Annotation dataset entries
•••••
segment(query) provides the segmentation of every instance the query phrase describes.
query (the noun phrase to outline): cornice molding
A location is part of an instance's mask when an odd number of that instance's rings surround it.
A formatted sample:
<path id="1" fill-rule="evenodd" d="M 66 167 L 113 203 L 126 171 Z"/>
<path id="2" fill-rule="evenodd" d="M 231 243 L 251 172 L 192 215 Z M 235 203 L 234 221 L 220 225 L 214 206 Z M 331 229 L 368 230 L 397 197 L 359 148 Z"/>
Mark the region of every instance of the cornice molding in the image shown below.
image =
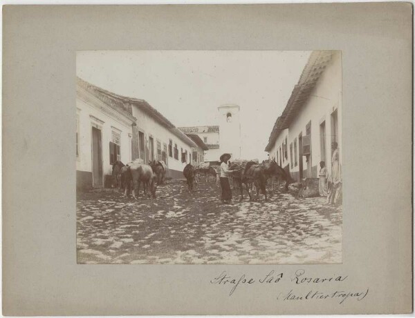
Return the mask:
<path id="1" fill-rule="evenodd" d="M 117 120 L 119 123 L 127 126 L 131 126 L 132 123 L 135 123 L 136 121 L 136 119 L 129 113 L 127 112 L 124 112 L 125 114 L 120 113 L 82 86 L 78 86 L 78 88 L 77 88 L 77 97 L 89 106 L 104 112 Z"/>

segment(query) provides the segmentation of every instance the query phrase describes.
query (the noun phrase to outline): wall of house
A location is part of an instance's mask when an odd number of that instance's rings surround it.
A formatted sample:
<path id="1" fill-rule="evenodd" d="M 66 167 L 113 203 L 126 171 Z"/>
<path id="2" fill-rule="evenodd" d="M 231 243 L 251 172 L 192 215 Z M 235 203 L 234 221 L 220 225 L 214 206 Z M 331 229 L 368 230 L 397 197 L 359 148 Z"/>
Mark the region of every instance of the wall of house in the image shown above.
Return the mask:
<path id="1" fill-rule="evenodd" d="M 289 163 L 289 170 L 291 176 L 295 180 L 299 179 L 299 160 L 303 162 L 303 177 L 317 177 L 320 170 L 320 161 L 323 160 L 326 163 L 329 171 L 331 168 L 331 125 L 332 114 L 337 110 L 338 114 L 338 136 L 337 142 L 339 146 L 339 152 L 341 157 L 342 151 L 342 66 L 341 55 L 340 52 L 336 52 L 332 57 L 331 61 L 326 66 L 324 72 L 321 75 L 313 91 L 311 93 L 308 100 L 304 106 L 302 110 L 297 115 L 296 119 L 293 121 L 286 131 L 288 135 L 288 161 L 283 163 L 285 167 Z M 326 133 L 324 142 L 324 151 L 322 154 L 322 135 L 320 134 L 320 124 L 325 122 Z M 302 136 L 306 135 L 306 126 L 311 123 L 311 169 L 307 170 L 308 163 L 307 157 L 302 156 L 299 157 L 299 140 L 298 136 L 302 132 Z M 275 150 L 282 144 L 285 140 L 284 133 L 279 136 L 275 142 L 275 146 L 270 151 L 270 157 L 275 155 Z M 294 153 L 294 141 L 297 143 L 297 165 L 290 162 L 290 145 L 293 143 L 293 161 L 295 161 Z M 323 156 L 324 157 L 323 157 Z"/>
<path id="2" fill-rule="evenodd" d="M 220 152 L 228 152 L 233 159 L 241 159 L 241 123 L 239 108 L 237 106 L 224 106 L 218 108 L 220 137 Z M 228 121 L 227 115 L 231 121 Z"/>
<path id="3" fill-rule="evenodd" d="M 219 132 L 198 132 L 198 136 L 201 137 L 201 139 L 205 143 L 210 144 L 219 144 Z M 208 139 L 207 141 L 205 141 L 204 137 Z"/>
<path id="4" fill-rule="evenodd" d="M 136 129 L 144 133 L 145 141 L 145 160 L 148 162 L 148 160 L 151 158 L 150 155 L 150 143 L 149 138 L 153 137 L 154 143 L 154 158 L 157 158 L 157 141 L 160 141 L 161 143 L 161 150 L 163 150 L 163 144 L 167 146 L 167 168 L 169 171 L 167 172 L 167 177 L 176 178 L 183 178 L 183 170 L 187 163 L 190 163 L 190 155 L 192 154 L 192 146 L 190 146 L 181 139 L 178 139 L 174 134 L 173 134 L 167 128 L 165 128 L 154 118 L 148 115 L 145 114 L 141 110 L 138 108 L 136 106 L 133 106 L 133 116 L 137 119 L 137 126 Z M 135 139 L 134 142 L 136 141 L 136 135 L 133 136 Z M 174 158 L 174 150 L 173 150 L 173 157 L 169 156 L 169 139 L 172 139 L 173 141 L 173 149 L 174 148 L 174 144 L 177 144 L 178 148 L 178 158 L 176 159 Z M 183 150 L 184 152 L 187 150 L 187 157 L 185 163 L 182 163 L 181 152 Z M 136 158 L 133 158 L 136 159 Z"/>
<path id="5" fill-rule="evenodd" d="M 93 126 L 95 125 L 101 130 L 103 175 L 111 175 L 112 172 L 112 166 L 109 162 L 109 142 L 111 141 L 112 131 L 120 133 L 120 159 L 122 162 L 128 162 L 131 159 L 132 130 L 131 126 L 102 112 L 80 98 L 76 99 L 76 107 L 79 135 L 78 156 L 76 158 L 76 170 L 79 172 L 77 172 L 77 183 L 82 183 L 80 186 L 84 188 L 88 187 L 88 184 L 92 186 Z M 102 186 L 103 182 L 104 180 Z"/>
<path id="6" fill-rule="evenodd" d="M 222 152 L 221 152 L 219 148 L 209 149 L 205 152 L 205 161 L 219 161 L 221 155 L 222 155 Z"/>
<path id="7" fill-rule="evenodd" d="M 196 152 L 196 157 L 194 157 L 194 152 Z M 192 148 L 192 164 L 196 166 L 205 161 L 205 152 L 199 147 Z"/>

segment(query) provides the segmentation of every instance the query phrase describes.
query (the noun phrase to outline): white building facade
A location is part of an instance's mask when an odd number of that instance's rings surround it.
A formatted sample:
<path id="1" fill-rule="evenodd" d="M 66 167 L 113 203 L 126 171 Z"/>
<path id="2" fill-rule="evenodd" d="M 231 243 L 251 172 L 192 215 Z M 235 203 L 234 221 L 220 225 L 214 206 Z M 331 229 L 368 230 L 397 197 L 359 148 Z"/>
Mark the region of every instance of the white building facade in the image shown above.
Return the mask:
<path id="1" fill-rule="evenodd" d="M 331 168 L 331 143 L 342 142 L 342 60 L 340 51 L 310 56 L 266 151 L 297 181 L 318 177 L 320 161 Z"/>
<path id="2" fill-rule="evenodd" d="M 76 90 L 77 188 L 102 188 L 113 161 L 131 159 L 136 119 L 124 105 L 80 79 Z"/>
<path id="3" fill-rule="evenodd" d="M 142 99 L 129 99 L 133 115 L 133 159 L 163 160 L 168 168 L 167 177 L 183 178 L 185 166 L 192 162 L 198 146 L 168 119 Z M 201 150 L 203 152 L 203 150 Z"/>
<path id="4" fill-rule="evenodd" d="M 225 152 L 232 159 L 241 159 L 240 108 L 237 105 L 223 105 L 217 108 L 218 126 L 181 127 L 186 134 L 197 135 L 205 144 L 205 162 L 216 164 Z"/>
<path id="5" fill-rule="evenodd" d="M 163 160 L 167 177 L 183 178 L 186 164 L 204 159 L 205 145 L 176 128 L 147 101 L 77 79 L 77 188 L 111 186 L 112 165 Z M 196 158 L 192 158 L 192 156 Z"/>

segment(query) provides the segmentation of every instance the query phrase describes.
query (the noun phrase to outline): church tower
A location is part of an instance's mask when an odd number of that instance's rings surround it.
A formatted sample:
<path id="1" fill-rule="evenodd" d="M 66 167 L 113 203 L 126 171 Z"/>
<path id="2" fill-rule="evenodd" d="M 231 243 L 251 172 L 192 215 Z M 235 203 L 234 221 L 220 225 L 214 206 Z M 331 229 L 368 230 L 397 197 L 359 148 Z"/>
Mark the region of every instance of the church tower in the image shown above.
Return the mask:
<path id="1" fill-rule="evenodd" d="M 228 152 L 232 159 L 241 159 L 241 123 L 239 106 L 234 104 L 218 107 L 221 154 Z"/>

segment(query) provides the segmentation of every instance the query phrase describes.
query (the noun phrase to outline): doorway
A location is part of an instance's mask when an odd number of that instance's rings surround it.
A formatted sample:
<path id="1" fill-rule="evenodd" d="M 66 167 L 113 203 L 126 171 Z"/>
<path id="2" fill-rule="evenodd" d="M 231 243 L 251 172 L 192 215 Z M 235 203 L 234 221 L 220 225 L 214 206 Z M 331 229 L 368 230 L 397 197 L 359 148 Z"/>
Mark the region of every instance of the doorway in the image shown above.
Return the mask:
<path id="1" fill-rule="evenodd" d="M 320 123 L 320 158 L 326 162 L 326 121 Z"/>
<path id="2" fill-rule="evenodd" d="M 299 179 L 303 178 L 303 160 L 302 160 L 302 132 L 298 135 L 298 168 L 299 172 Z"/>
<path id="3" fill-rule="evenodd" d="M 154 160 L 154 139 L 152 137 L 149 138 L 150 143 L 150 161 Z"/>
<path id="4" fill-rule="evenodd" d="M 102 187 L 102 145 L 101 130 L 92 128 L 92 182 L 95 188 Z"/>
<path id="5" fill-rule="evenodd" d="M 337 109 L 331 113 L 331 142 L 338 143 L 338 111 Z M 332 153 L 333 155 L 333 150 Z"/>

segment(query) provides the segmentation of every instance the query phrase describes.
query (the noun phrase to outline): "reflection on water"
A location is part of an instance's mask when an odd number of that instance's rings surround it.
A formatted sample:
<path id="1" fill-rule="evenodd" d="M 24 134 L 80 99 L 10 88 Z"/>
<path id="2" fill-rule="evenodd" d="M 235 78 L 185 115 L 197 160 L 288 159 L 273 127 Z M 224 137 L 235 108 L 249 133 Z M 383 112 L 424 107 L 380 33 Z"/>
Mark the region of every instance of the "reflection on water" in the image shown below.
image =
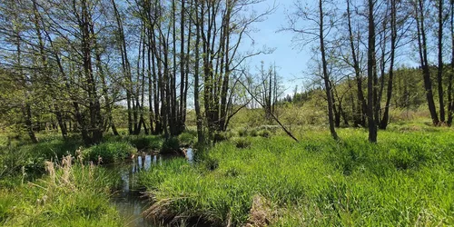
•••••
▶ _Your instructions_
Pull together every line in the listing above that contains the string "shown", copying each line in full.

▶ _Answer to this problem_
Mark the region of every instance of the cornice molding in the image shown below.
Mark the region of every instance of the wall of house in the image shown above.
Mark the region of every instance of the white building facade in the image shown above.
Mark the region of every instance of the church tower in the image shown above.
Mark the region of every instance of the doorway in the image shown above.
Mark the region of every instance of the "reflection on water" in the image shown below.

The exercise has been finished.